____ Texte fourni

Les Services Publics nationaux doivent se décliner dans une gestion partagée avec les collectivités territoriales, ces coopérations se menant ainsi avec des garanties nationales d’accès égal pour tous. Toute leur place aux coopérations volontaires !
Indissociablement, la réforme doit se hisser à la hauteur du niveau de coopération volontaire aujourd’hui rendu nécessaire entre les différentes institutions de notre République.
Cela appelle à inventer des formes nouvelles de « coopératives » opérationnelles ou de « gouvernement partagé », à l’échelle de grands projets volontaires et librement consentis, sous contrôle citoyen. Aux métropoles intégrées, nous opposons des projets métropolitains, élaborés et contrôlés démocratiquement, incluant et respectant les différents niveaux de collectivités. En Région parisienne, le fait d’imposer des seuils contraignants de 300 000 habitants pour l’aire urbaine de Paris et de 200 000 au delà de cet aire urbaine, afin de former dans l’urgence des intercommunalités aux pouvoirs élargis et éloignés des habitants, rentre en complète contradiction avec de véritables projets coopératifs décidés avec les citoyens.

________
____ Entrées de données

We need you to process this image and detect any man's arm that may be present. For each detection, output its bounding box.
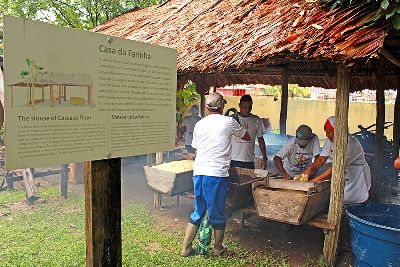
[241,130,251,141]
[303,155,328,177]
[274,156,290,180]
[258,136,268,170]
[310,166,332,183]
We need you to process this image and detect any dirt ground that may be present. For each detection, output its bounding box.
[10,157,351,266]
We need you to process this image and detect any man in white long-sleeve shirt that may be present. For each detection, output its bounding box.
[304,116,371,204]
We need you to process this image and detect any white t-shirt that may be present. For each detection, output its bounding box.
[231,114,265,162]
[320,135,371,204]
[181,115,202,145]
[276,134,321,177]
[192,114,246,177]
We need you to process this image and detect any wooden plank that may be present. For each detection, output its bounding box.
[279,68,289,134]
[324,63,350,266]
[370,58,386,202]
[268,179,316,192]
[171,171,194,196]
[156,152,163,164]
[84,158,122,267]
[300,189,330,223]
[253,188,307,225]
[143,166,193,196]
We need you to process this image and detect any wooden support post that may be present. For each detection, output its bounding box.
[324,64,350,266]
[393,89,400,156]
[84,158,122,267]
[61,164,68,199]
[200,91,206,118]
[6,173,14,190]
[370,58,386,202]
[147,153,153,165]
[153,191,162,209]
[279,69,289,134]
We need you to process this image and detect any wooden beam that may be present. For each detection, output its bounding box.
[380,47,400,67]
[279,69,289,134]
[60,164,68,199]
[393,89,400,156]
[85,158,122,267]
[324,64,350,266]
[370,57,386,202]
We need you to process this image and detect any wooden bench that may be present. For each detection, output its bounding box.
[240,207,335,231]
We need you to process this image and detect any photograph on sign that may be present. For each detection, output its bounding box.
[4,16,177,169]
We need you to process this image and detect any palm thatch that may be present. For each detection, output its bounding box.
[93,0,400,91]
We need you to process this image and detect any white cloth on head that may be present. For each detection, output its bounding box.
[231,114,265,162]
[192,114,246,177]
[181,115,202,145]
[320,135,371,204]
[276,134,321,177]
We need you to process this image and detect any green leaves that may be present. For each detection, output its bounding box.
[392,12,400,30]
[381,0,389,10]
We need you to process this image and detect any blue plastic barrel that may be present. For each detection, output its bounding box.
[346,203,400,267]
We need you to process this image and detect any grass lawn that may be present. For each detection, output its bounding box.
[0,187,320,267]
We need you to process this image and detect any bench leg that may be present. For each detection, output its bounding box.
[153,192,161,209]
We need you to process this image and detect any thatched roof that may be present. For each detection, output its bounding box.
[93,0,400,90]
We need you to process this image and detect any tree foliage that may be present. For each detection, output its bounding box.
[321,0,400,30]
[0,0,165,54]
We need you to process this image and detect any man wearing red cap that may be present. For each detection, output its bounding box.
[304,116,371,204]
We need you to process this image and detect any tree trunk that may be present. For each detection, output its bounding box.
[279,69,289,134]
[324,64,350,266]
[84,158,122,267]
[370,58,386,202]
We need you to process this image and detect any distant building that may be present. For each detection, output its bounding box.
[310,87,396,102]
[216,84,262,96]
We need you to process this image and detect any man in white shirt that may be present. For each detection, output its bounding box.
[181,93,250,257]
[230,95,268,169]
[274,125,321,179]
[304,116,371,204]
[177,105,202,153]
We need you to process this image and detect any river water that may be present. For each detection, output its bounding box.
[225,96,394,142]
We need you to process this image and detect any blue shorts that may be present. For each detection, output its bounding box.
[190,175,229,230]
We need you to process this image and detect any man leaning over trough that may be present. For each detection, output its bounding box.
[304,116,371,205]
[274,124,321,179]
[181,93,250,257]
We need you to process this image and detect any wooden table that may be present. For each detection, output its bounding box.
[9,73,93,109]
[240,206,335,231]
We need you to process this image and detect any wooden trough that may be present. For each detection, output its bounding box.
[226,167,269,216]
[143,160,193,207]
[252,178,330,225]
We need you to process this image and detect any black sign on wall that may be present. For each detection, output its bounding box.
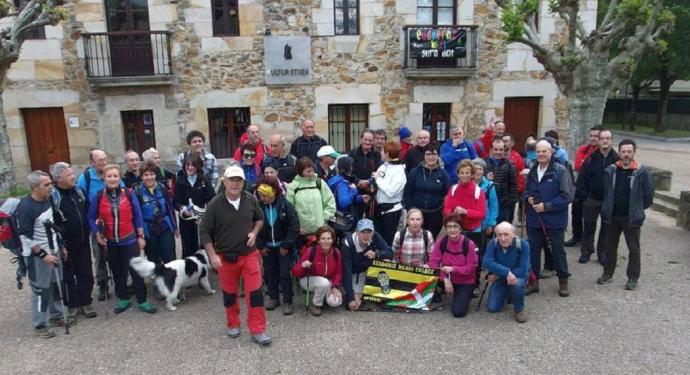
[408,27,467,59]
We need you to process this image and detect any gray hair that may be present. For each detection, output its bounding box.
[26,170,50,189]
[141,147,160,163]
[50,161,71,181]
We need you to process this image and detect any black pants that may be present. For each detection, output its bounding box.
[580,198,606,261]
[108,243,146,303]
[63,242,94,308]
[263,247,292,303]
[570,198,583,240]
[604,216,640,280]
[422,207,443,238]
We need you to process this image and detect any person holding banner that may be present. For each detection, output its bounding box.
[292,225,343,316]
[341,219,393,311]
[429,213,478,318]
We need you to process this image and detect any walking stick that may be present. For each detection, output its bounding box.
[43,221,69,335]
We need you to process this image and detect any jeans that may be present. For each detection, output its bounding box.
[486,278,527,313]
[263,247,292,303]
[604,216,641,280]
[527,228,570,278]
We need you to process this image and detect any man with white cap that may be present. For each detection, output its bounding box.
[199,165,271,346]
[314,145,340,181]
[341,219,393,311]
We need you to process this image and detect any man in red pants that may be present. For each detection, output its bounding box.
[199,165,271,346]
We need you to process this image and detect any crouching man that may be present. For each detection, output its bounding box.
[482,221,530,323]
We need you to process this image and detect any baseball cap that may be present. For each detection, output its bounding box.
[316,145,340,159]
[223,165,245,180]
[357,219,374,232]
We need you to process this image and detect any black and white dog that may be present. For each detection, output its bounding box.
[129,249,216,311]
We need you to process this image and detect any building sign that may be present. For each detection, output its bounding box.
[264,35,312,85]
[408,26,467,59]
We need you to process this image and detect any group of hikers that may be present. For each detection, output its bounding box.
[0,120,654,345]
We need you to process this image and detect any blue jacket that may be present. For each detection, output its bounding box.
[479,177,498,229]
[601,164,654,227]
[522,159,574,229]
[441,138,477,185]
[403,162,451,211]
[482,237,530,281]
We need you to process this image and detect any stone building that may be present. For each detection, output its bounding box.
[2,0,596,180]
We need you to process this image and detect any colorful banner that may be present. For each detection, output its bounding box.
[362,260,438,311]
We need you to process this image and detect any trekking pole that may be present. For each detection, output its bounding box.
[43,221,69,335]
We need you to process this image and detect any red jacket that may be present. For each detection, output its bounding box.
[292,245,343,288]
[443,181,486,231]
[510,150,525,194]
[575,143,598,172]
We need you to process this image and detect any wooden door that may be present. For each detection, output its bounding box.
[22,108,71,172]
[106,0,153,76]
[503,97,541,152]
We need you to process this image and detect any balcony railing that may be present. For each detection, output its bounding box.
[403,25,477,78]
[82,31,173,86]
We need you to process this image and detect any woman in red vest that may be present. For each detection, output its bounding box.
[88,164,156,314]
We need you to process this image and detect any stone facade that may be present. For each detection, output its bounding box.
[3,0,596,180]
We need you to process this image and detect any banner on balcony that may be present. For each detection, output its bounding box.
[407,26,467,59]
[362,260,438,311]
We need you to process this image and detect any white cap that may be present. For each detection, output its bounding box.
[223,165,245,180]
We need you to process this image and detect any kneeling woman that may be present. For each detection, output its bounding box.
[292,225,343,316]
[429,213,478,318]
[88,164,156,314]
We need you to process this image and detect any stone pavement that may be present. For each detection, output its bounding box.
[0,207,690,374]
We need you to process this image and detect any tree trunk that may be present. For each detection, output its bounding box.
[0,82,15,195]
[654,68,673,133]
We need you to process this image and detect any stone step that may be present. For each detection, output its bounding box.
[654,191,680,206]
[651,199,678,218]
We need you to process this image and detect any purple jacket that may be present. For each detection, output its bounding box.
[429,235,479,285]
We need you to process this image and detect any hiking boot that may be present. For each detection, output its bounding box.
[113,299,130,314]
[309,304,321,316]
[539,268,556,279]
[79,305,98,319]
[137,301,158,314]
[283,302,292,315]
[266,297,280,311]
[597,274,613,285]
[625,279,637,290]
[252,333,273,346]
[515,311,527,323]
[558,277,570,297]
[34,326,55,339]
[228,327,240,339]
[563,237,580,247]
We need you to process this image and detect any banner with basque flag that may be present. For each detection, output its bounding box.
[362,260,438,311]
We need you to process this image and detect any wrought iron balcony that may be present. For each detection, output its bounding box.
[82,31,174,87]
[403,25,477,78]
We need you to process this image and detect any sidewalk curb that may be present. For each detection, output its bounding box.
[613,130,690,143]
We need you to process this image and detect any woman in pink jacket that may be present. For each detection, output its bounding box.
[429,213,478,318]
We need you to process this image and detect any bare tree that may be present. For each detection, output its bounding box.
[496,0,674,155]
[0,0,66,194]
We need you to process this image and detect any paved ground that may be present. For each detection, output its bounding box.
[0,207,690,374]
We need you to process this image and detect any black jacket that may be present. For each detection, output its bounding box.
[348,146,383,180]
[484,158,517,206]
[173,171,216,211]
[575,149,619,201]
[256,195,299,250]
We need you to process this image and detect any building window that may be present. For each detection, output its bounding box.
[422,103,451,142]
[328,104,369,152]
[208,108,251,158]
[334,0,359,35]
[121,111,156,155]
[417,0,455,25]
[14,0,46,40]
[213,0,240,36]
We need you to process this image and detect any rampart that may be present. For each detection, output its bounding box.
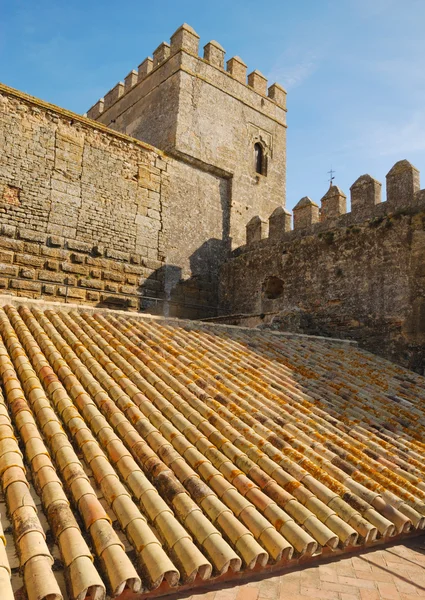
[220,161,425,372]
[87,25,286,246]
[0,86,219,317]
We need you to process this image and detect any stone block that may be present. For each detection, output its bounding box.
[69,252,85,265]
[79,279,103,290]
[18,229,46,244]
[61,262,89,275]
[387,160,420,210]
[169,23,199,59]
[248,70,267,96]
[10,279,41,294]
[0,237,24,252]
[57,286,86,300]
[44,260,59,271]
[0,250,13,263]
[42,283,56,296]
[0,263,18,277]
[41,246,69,260]
[246,216,267,246]
[86,291,100,302]
[137,56,153,81]
[227,56,247,85]
[47,235,64,248]
[350,175,382,218]
[269,206,291,242]
[15,254,44,269]
[124,265,144,275]
[104,81,124,110]
[24,242,41,255]
[105,248,130,262]
[87,98,105,119]
[204,40,226,69]
[268,83,286,108]
[320,185,347,221]
[152,42,170,69]
[103,271,125,283]
[66,240,93,254]
[0,224,16,237]
[120,285,137,295]
[293,196,319,230]
[19,268,35,279]
[124,69,138,93]
[38,270,66,283]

________

#### [Consignes de travail]
Prolongez le texte sur la réforme territoriale et la coopération entre collectivités en reprenant juste après sa dernière phrase.

#### [Réponse attendue]
Nous réaffirmons la pertinence des quatre niveaux institutionnels, Commune, Département, Région, Etat, socle républicain sans lequel ce renouveau démocratique et ce haut niveau de coopération, de cogestion, de codécision ne peuvent se déployer. On le voit déjà au niveau des intercommunalités de projet qui sont efficaces quand chaque commune est respectée.
Vive les communes !
Les communes sont le cœur battant de notre République. Elles sont le creuset historique de traditions et de transformations, des lieux de résistance, de projets et de décisions partagées… Elles sont des forces d’entraînement démocratique incomparables. Il serait impensable de se priver de cet atout unique en Europe, en leur retirant leurs compétences, leur capacité d’initiative, de coopération, en les subsidiarisant, en les intégrant systématiquement à des échelons supérieurs, en attendant leur mort lente.
Les communes, leurs élus, doivent être respectés. Elles peuvent et doivent être un formidable moteur démocratique pour construire et mener les coopérations et les projets partagés, conçus avec les citoyens. Elles doivent garder la maîtrise des sols et c’est pourquoi nous nous opposons à l’instauration de PLU intercommunaux, prévue dans le texte.
Nous proposons que soit inventée une forme de consultation obligatoire des citoyens au niveau communal sur des grands projets régionaux ou métropolitains.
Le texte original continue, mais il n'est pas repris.